→ JOB
Write every line of the items below as a JSON list of strings, one string per line, with blank lines and pictures left out.

→ PROVIDED DATA
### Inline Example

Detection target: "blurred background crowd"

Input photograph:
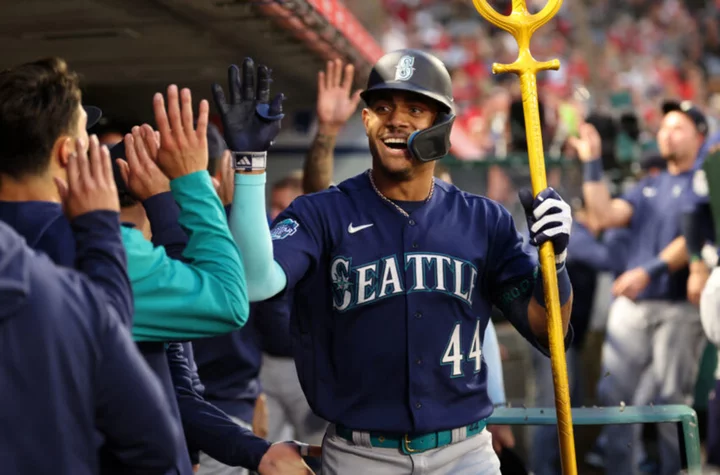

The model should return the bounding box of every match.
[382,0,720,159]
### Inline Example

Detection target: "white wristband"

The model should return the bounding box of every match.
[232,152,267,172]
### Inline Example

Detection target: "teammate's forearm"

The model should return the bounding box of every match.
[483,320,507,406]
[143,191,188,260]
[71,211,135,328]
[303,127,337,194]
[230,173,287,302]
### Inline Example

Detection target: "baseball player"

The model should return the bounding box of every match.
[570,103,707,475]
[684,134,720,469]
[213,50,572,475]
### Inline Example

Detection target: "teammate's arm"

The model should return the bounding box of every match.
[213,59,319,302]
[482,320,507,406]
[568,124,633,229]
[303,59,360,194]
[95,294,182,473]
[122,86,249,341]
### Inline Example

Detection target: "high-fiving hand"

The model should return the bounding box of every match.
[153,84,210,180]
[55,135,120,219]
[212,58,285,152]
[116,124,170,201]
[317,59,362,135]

→ SOLUTION TO THIS PROBLEM
[
  "### Inline Example",
  "Detection target: \"blurred background crowd\"",
  "Input photograph:",
  "The model should return the bounding box of every match.",
  "[382,0,720,159]",
  "### Inline Example",
  "Detection target: \"white wristband\"",
  "The model should return the bounding box of every match.",
  "[232,152,267,172]",
  "### Inline Example",
  "Detection target: \"teammate's forearm\"",
  "The model should return the bounding box of every match.",
  "[483,320,507,406]",
  "[143,191,188,260]",
  "[71,211,135,328]",
  "[303,127,337,194]",
  "[230,173,287,302]",
  "### Inline Example",
  "Detection target: \"baseball player\"",
  "The model should return the bounding box of every match.",
  "[570,103,707,475]",
  "[684,134,720,469]",
  "[213,50,572,475]",
  "### Inline Example",
  "Detection target: \"teammate's arm\"",
  "The model should return the bounding box of every match.",
  "[213,59,319,302]",
  "[482,320,507,406]",
  "[568,124,633,229]",
  "[303,59,360,194]",
  "[95,294,182,473]",
  "[122,86,249,341]",
  "### Inline Example",
  "Detection target: \"high-fiving hand\"",
  "The model should return the bounding box of every match.",
  "[153,84,210,180]",
  "[55,135,120,219]",
  "[212,58,285,152]",
  "[116,124,170,201]",
  "[317,59,362,135]"
]